** BEGIN **
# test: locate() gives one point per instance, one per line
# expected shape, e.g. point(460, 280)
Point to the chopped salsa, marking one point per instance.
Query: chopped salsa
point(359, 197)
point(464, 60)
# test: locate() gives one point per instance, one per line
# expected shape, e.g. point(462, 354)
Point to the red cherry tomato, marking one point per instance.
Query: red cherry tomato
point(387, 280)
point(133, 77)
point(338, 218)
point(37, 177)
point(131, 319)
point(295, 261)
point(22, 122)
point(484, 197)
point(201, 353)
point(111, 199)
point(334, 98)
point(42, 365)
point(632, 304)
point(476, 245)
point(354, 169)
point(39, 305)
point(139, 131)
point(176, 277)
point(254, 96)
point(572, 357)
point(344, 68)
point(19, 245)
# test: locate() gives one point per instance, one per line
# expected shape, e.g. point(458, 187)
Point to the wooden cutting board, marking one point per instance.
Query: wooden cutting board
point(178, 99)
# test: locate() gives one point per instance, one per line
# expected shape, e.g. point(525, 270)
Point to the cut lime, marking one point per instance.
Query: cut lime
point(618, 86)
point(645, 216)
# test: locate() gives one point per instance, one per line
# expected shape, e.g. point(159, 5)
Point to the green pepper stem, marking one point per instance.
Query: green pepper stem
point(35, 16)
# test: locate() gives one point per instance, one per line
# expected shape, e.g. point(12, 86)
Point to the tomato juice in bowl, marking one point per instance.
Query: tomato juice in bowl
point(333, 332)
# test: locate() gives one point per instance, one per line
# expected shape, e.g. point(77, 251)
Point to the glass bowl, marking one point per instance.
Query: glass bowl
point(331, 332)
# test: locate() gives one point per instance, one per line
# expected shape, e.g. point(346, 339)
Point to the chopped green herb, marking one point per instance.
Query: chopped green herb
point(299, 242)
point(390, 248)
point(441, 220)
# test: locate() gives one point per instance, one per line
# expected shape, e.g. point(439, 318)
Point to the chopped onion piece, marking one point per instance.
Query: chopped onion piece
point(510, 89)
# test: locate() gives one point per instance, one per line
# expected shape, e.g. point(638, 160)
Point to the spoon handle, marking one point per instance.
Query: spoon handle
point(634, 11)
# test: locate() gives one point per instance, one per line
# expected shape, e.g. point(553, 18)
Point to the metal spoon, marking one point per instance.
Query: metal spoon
** END **
* **YOUR TASK**: Can you rewrite all of the data above, replacing every "one point per instance" with "a single point for each instance" and leaving everything else unchanged?

* **SOLVED EXERCISE**:
# test: locate() gives a single point for each instance, one per line
# expected shape, e.g. point(460, 280)
Point to the chopped salsa, marking a single point for each instance.
Query: chopped salsa
point(359, 197)
point(464, 60)
# test: locate() gives a single point for each instance, one per line
# expected shape, e.g. point(462, 354)
Point to the red cherry tomato, marking a single point for each instance.
Query: red cherry tomato
point(387, 280)
point(133, 77)
point(338, 218)
point(37, 177)
point(131, 319)
point(295, 261)
point(22, 122)
point(484, 197)
point(201, 353)
point(111, 199)
point(334, 98)
point(42, 365)
point(632, 304)
point(476, 245)
point(354, 169)
point(39, 305)
point(139, 131)
point(176, 277)
point(254, 96)
point(572, 357)
point(344, 68)
point(19, 245)
# test: locate() gives a single point for each instance, one per line
# expected shape, e.g. point(458, 187)
Point to the wooden cutting board, marking a single point for each instance.
Query: wooden cutting board
point(178, 99)
# test: locate() gives a single point for each instance, one per line
# expected shape, e.g. point(525, 270)
Point to the cut lime, marking a single point for each instance.
Query: cut lime
point(618, 86)
point(645, 216)
# test: locate() gives a single point for each instance, one per line
# expected shape, e.g. point(159, 5)
Point to the green pepper stem, marking a single point for each instance.
Query: green pepper stem
point(35, 16)
# test: locate() gives a single point for each instance, one per line
# expected shape, e.g. point(12, 86)
Point to the tomato juice in bowl, marking a single point for each instance.
Query: tomato juice in bowl
point(333, 332)
# test: locate() gives a single point for each instance, one per line
# expected shape, e.g. point(77, 251)
Point to the glass bowl, marking a single point for each instance.
Query: glass bowl
point(331, 332)
# test: locate() gives a single point for each instance, one per line
# expected shape, e.g. point(346, 339)
Point to the chopped green herb, marking a single point for each instance.
Query: chopped green herb
point(299, 242)
point(390, 248)
point(441, 220)
# test: locate() gives a single point for each instance, one per line
# expected shape, e.g. point(439, 318)
Point to the chopped onion piece, marking a single point for each instance.
Query: chopped onion piece
point(510, 89)
# test: locate() gives a single point for each instance, one per line
# expected shape, e.g. point(638, 160)
Point to the spoon handle, marking a single point for each instance.
Query: spoon handle
point(634, 11)
# test: locate() gives a single point for each instance, one per line
# expected shape, e.g. point(553, 18)
Point to the metal spoon, marking a single point for each instance.
Query: metal spoon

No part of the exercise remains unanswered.